#### [Text]
----------------------------------------

NASA updated its policies in 2019 to allow private astronaut flights to the ISS as part of a broader push to encourage commercial opportunities in space. The agency had previously opposed private visits to the ISS on US spacecraft. Seven private citizens flew to the station as wealthy tourists on separate missions in the early 2000s aboard Russia’s Soyuz vehicles.
A $35,000 price tag per night, per person on the ISS
Private stays on the space station will have a hefty price tag, according to NASA’s 2019 announcement. It’ll cost $11,250 per astronaut per day to use the life support systems and toilet, $22,500 per day for all necessary crew supplies (like food, air, medical supplies, and more), and $42 per kilowatt-hour for power. That tallies to a nightly rate of about $35,000 per person, which, for the four crew members on the Ax-1 mission — including Commander López-Alegría — totals to $1.1 million for an eight-night stay.
Those nightly costs are included in the $55 million price the private astronauts are already paying, Axiom says. The company bills itself as a “turnkey, full-service mission provider that interfaces with all other parties (e.g. NASA) for” the astronauts, an Axiom spokesman said. “Any and all necessary costs are part of Axiom’s ticket price.”

----------------------------------------

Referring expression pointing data
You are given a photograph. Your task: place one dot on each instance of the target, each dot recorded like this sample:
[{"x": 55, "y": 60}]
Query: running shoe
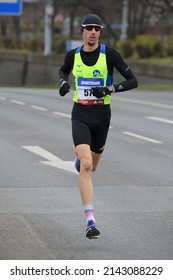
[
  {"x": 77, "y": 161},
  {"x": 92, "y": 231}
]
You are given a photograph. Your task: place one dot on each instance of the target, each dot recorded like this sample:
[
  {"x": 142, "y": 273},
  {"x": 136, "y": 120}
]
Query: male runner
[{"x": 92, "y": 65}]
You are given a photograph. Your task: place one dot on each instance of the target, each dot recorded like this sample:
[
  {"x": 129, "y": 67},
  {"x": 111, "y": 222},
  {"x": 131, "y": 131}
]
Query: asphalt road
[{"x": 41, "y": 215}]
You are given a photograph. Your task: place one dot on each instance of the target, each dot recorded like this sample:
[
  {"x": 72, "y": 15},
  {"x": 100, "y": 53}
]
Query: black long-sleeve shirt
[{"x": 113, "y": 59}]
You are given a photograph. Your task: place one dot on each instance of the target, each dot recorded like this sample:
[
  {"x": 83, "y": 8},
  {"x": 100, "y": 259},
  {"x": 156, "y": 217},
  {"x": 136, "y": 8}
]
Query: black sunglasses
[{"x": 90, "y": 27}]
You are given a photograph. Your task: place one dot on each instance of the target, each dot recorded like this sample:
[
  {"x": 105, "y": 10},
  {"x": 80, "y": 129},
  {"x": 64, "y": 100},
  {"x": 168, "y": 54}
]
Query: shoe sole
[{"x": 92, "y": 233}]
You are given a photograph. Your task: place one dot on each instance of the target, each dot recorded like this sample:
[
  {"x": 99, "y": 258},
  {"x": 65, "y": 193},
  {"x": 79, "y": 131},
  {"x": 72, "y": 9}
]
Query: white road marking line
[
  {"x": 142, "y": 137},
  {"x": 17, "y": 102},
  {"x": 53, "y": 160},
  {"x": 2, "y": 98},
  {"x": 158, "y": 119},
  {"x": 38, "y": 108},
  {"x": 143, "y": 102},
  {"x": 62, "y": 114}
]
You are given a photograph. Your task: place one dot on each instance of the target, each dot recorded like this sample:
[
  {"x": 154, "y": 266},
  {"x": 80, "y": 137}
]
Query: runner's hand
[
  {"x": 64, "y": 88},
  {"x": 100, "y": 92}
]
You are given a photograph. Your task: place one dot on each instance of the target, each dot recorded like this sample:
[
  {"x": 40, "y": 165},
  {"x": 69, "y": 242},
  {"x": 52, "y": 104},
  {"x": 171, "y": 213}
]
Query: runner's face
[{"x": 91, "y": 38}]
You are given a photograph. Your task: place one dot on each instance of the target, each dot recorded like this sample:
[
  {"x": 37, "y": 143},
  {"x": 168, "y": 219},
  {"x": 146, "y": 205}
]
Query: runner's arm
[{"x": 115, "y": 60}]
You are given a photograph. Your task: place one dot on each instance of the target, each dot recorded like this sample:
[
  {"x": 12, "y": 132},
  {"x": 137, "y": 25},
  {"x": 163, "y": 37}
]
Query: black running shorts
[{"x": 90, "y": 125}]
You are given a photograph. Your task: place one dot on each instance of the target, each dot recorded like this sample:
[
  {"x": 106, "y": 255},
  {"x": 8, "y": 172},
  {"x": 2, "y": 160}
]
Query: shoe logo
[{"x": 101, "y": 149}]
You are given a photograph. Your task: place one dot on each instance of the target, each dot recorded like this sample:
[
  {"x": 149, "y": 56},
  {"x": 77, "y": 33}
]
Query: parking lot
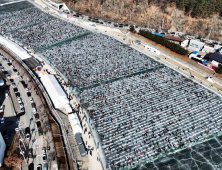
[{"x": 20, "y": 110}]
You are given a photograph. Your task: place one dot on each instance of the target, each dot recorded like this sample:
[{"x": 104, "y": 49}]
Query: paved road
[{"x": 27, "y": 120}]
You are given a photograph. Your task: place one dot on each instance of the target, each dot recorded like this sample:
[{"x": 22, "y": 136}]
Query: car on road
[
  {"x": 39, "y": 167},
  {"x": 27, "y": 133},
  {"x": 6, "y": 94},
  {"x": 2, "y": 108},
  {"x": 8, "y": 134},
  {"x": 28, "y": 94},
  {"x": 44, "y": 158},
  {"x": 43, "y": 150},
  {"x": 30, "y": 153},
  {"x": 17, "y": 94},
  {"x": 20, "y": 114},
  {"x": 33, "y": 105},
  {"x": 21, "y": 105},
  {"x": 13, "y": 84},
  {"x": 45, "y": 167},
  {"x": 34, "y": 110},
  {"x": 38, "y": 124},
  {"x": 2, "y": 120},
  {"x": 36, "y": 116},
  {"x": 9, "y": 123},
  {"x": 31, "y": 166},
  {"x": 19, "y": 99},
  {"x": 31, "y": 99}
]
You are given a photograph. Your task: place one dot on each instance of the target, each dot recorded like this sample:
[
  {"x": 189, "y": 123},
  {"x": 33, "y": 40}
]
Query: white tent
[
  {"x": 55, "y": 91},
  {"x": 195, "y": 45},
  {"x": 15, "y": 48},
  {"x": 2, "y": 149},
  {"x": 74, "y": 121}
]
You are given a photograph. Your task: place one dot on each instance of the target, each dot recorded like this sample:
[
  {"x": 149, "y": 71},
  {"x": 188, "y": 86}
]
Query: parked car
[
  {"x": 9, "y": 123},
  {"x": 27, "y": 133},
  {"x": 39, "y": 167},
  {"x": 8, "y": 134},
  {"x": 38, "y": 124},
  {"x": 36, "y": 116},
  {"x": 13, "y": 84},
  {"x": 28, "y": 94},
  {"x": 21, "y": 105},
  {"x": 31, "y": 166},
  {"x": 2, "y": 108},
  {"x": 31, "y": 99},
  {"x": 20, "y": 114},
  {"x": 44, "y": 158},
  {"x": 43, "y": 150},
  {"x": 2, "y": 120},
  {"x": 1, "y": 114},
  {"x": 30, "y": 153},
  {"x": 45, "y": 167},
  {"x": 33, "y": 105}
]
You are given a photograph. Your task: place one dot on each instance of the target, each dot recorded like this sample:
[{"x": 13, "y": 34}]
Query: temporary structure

----------------------------------------

#### [Task requirements]
A - Reproduce the part of the article on private ISS stays starting at "NASA updated its" and ending at "Russia’s Soyuz vehicles.".
B - Carry on the article on private ISS stays from the point where it stops.
The data are separate material from the article on private ISS stays.

#### [Written responses]
A -
NASA updated its policies in 2019 to allow private astronaut flights to the ISS as part of a broader push to encourage commercial opportunities in space. The agency had previously opposed private visits to the ISS on US spacecraft. Seven private citizens flew to the station as wealthy tourists on separate missions in the early 2000s aboard Russia’s Soyuz vehicles.

B -
The Ax-1 mission will have to be approved by the Multilateral Crew Operations Panel, the space station’s managing body of partner countries that includes the US, Russia, Canada, Japan, and others. That approval process kicked off today, López-Alegría said. “I don’t think that there’s any doubt that the background and qualifications of the crew are more than adequate to be accepted by the MCOP, so I feel good about that,” he added.
SpaceX’s Crew Dragon capsule, an acorn-shaped pod with seats for seven, was approved last year by NASA under its Commercial Crew Program to fly humans to the space station. Under that roughly $4.5 billion program, SpaceX developed Crew Dragon alongside its rival Boeing, which is about a year away from certifying its Starliner capsule for human flights. Both companies have contracts with NASA to fly six missions carrying US astronauts to space.
The Ax-1 mission was announced early last year. It is the second space tourism effort for SpaceX, which announced around the same time that it is also working with space tourism company Space Adventures to send up to four private citizens into orbit around the Earth sometime in 2022.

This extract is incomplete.